DOCUMENT SEGMENT:
Charlamagne also specifically requested that he be billed by his real name, explaining that it "snaps me back into reality and it just keeps me from being a caricature of myself."

In its first season, the series largely featured "deep dives" into social issues, including those affecting younger demographics and African Americans, and interviews with notable figures such as politicians. In July 2022, it was announced that the show would be reformatted for its second season beginning July 28, retitled Hell of A Week with Charlamagne tha God, and switching to a panel discussion format; he cited that there were already enough programs discussing "problems", and that he wanted to "discuss solutions".

PROVIDED MATERIAL:
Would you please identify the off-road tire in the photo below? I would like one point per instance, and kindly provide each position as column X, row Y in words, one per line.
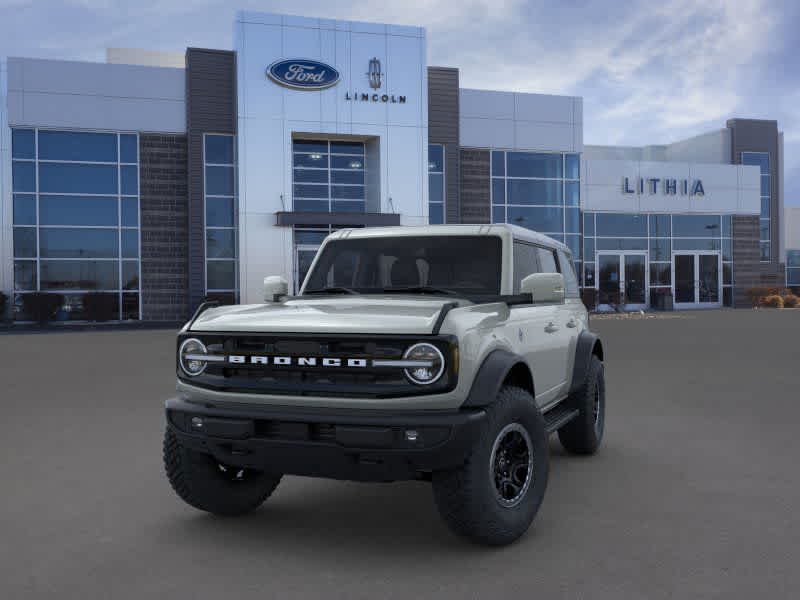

AIM OF THE EXERCISE:
Using the passage on Charlamagne's TV series, answer the following.
(a) What did Charlamagne ask to be billed by?
(b) What was the show retitled for its second season?
(c) On what date did the second season begin?

REPLY TO THE EXERCISE:
(a) His real name.
(b) Hell of A Week with Charlamagne tha God.
(c) July 28.